-- EXCERPT PROVIDED --
THE PRESIDENT.-Gentlemen, our next regular toast is the "Senate of the United States in its relation to Good Government." In looking over the history of the United States for the last thirty or forty years I was astonished to find how closely identified with the progress and success and prosperity of our nation was the name of Mr. ELKINS. He is a truly progressive Senator. He is a good representative of that great interest, industrial and mercantile, which now seem to be controlling the country. We all consider Senator ELKINS one of us. He is a gentleman whom we all respect and honor, and I have no doubt that in his reply to this toast which I have read you he will give us some enlightenment, and tell us what

he thinks the United States Senate ought to do. I have great pleasure in introducing to you the Honorable STEPHEN B. ELKINS, Senator from West Virginia. [Applause.]

SPEECH OF THE HONORABLE STEPHEN B. ELKINS, SENATOR OF THE UNITED STATES FROM WEST VIRGINIA.

MR. PRESIDENT AND GENTLEMEN OF THE CHAMBER OF COMMERCE: In the first place, I want to make a candid confession. When I was honored by the invitation to attend this banquet by your worthy President, for which I now express my thanks, I was asked in the invitation to make a brief address upon some subject that I might select. Some time after that I received a telegram from your Secretary stating that it would be agreeable to the Chamber to have me respond to the toast just mentioned by the President, and I did not get hold of this telegram until about two days ago. I had prepared, or tried to prepare, an address upon the extension of our commerce in the southern countries, about which our distinguished Secretary of State is now speaking in the West; I felt however this was an opportunity to say something for the Senate, and so I set about and have just finished preparing the few words I have to say to you to-night. I felt that this explanation was due the members of the Chamber of Commerce, by way of apology, for having to read, as we do in the Senate, my speech.

-- DATA --
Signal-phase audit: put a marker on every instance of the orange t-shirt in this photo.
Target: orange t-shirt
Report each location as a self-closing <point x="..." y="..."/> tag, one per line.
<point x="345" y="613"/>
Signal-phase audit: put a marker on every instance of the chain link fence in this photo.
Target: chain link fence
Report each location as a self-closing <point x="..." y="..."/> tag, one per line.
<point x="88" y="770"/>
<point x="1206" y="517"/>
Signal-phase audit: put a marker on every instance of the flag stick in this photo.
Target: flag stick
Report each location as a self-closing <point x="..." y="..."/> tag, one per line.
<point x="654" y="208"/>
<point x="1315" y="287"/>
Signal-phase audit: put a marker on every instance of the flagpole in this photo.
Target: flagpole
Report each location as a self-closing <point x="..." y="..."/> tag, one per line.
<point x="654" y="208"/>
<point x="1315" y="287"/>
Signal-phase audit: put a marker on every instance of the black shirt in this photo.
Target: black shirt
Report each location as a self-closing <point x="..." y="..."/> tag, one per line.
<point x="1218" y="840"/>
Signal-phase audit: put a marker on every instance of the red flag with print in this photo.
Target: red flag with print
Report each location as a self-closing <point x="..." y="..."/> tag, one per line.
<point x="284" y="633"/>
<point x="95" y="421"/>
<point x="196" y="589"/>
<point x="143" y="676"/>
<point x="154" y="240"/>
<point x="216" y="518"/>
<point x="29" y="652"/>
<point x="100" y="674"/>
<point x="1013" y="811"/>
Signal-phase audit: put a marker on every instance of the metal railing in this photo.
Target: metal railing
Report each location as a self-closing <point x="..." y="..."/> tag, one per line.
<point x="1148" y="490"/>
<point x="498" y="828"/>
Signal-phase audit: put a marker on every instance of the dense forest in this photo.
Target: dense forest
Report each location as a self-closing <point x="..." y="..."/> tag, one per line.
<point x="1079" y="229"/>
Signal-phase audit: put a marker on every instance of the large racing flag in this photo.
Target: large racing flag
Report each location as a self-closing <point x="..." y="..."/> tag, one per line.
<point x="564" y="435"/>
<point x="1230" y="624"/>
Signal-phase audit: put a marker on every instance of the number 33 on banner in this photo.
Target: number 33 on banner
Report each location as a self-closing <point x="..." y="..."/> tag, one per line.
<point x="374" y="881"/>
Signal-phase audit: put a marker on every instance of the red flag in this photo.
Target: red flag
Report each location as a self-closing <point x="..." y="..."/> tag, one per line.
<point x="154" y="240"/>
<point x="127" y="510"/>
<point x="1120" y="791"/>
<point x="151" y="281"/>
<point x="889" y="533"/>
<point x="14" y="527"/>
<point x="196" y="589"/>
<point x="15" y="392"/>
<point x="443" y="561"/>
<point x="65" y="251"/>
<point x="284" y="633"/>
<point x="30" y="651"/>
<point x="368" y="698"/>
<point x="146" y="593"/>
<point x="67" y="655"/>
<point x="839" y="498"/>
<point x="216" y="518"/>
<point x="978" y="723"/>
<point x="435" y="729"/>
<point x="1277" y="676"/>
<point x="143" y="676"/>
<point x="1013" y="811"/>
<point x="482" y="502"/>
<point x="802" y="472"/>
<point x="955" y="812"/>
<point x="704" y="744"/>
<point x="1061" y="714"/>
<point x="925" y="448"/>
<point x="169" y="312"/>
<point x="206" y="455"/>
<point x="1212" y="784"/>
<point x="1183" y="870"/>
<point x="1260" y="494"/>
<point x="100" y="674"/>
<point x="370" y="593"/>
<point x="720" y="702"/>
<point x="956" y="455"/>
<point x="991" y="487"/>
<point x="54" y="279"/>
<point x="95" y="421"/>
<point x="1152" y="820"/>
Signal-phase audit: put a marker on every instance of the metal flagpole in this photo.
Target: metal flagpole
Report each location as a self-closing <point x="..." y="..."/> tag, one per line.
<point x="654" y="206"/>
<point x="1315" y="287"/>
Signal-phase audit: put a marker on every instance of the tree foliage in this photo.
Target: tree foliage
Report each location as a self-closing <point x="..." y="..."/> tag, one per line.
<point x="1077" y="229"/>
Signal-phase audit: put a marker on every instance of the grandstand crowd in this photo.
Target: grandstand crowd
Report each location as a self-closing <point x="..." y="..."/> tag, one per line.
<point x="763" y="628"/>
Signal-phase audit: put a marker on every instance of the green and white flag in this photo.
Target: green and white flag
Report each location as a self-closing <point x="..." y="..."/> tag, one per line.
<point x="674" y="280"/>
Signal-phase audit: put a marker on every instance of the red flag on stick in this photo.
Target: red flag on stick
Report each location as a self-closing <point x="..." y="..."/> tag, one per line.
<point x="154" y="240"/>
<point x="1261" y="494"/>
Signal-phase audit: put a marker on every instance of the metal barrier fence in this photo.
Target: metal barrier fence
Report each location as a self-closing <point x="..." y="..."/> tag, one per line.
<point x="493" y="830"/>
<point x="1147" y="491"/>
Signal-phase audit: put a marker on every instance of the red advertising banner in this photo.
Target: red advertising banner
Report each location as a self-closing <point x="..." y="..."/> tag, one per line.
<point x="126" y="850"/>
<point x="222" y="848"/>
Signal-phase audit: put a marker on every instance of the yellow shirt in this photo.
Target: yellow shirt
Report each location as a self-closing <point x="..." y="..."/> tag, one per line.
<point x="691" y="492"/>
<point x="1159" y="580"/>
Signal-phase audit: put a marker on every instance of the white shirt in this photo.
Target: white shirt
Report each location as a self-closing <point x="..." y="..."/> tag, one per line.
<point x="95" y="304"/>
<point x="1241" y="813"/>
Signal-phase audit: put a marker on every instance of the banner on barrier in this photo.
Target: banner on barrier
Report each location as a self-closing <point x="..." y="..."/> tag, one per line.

-- DIRECTIVES --
**a)** Copy out the rows word for word, from the line containing "on stick in this photo." down through the final row, including both of those lines.
**b)** Write the next part of the banquet speech on the Senate, starting right after its final sentence.

-- EXERCISE RESPONSES --
**a)**
Signal-phase audit: put a marker on every instance of the red flag on stick in this photo.
Target: red flag on stick
Report each location as a self-closing <point x="..." y="..."/> tag, one per line.
<point x="154" y="240"/>
<point x="1261" y="494"/>
Signal-phase audit: put a marker on every instance of the metal barrier fence in this photo.
Target: metal barrier fence
Report each location as a self-closing <point x="..." y="..."/> tag, one per line.
<point x="493" y="830"/>
<point x="1147" y="491"/>
Signal-phase audit: put a marker on every instance of the red advertising banner in this photo.
Target: red advertising banner
Report each location as a self-closing <point x="..." y="..."/> tag, one per line.
<point x="126" y="850"/>
<point x="222" y="848"/>
Signal-phase audit: put a marker on every instance of the yellow shirt in this photo.
Target: yellow shirt
Report each location as a self-closing <point x="..." y="..."/> tag, one per line.
<point x="691" y="492"/>
<point x="1159" y="580"/>
Signal-phase audit: put a marker on every instance of the white shirt in this photo.
Target: white shirt
Report each location as a self-closing <point x="..." y="..."/> tag, one per line.
<point x="95" y="304"/>
<point x="1241" y="813"/>
Signal-phase audit: put a marker on every instance of the banner on barrier in this photo.
Target: banner on barrier
Report each location as a self-closing <point x="..." y="..."/> tag, one per line.

**b)**
I am asked to say something of the United States in relation to good government. I could talk about its century of existence, but I note this is the One Hundred and Thirty-Eighth Annual Banquet of this ancient and honorable body, which was organized in 1768, and can boast of more than a century's service to this wonderful city and the country. In point of age the Chamber of Commerce of New York outranks the Senate about twenty-one years. In the few words I may say of the Senate I am sure I will tell you things you already know, but a simple statement of familiar facts seems necessary to the conclusion I will try to draw.

The Senate of the United States, in its own time and in its own way, performs its many and arduous duties. After mature deliberation, it acts on all questions that come before it, and then leaves the record it makes to speak for it and for the judgment of mankind. In this way the Senate has spoken for a hundred years, and in no other way does the Senate speak for itself. The Senate needs no word of defence, nor ever has with well-informed, loyal and true Americans.

The Senate was organized on the 6th day of April, 1789, and in law and fact has been the same body and a continuous organization since that date, and will remain organized and the same body as long as the Government endures. Two-thirds of the members of the Senate are always in office, and there is never less than a majority ready for duty.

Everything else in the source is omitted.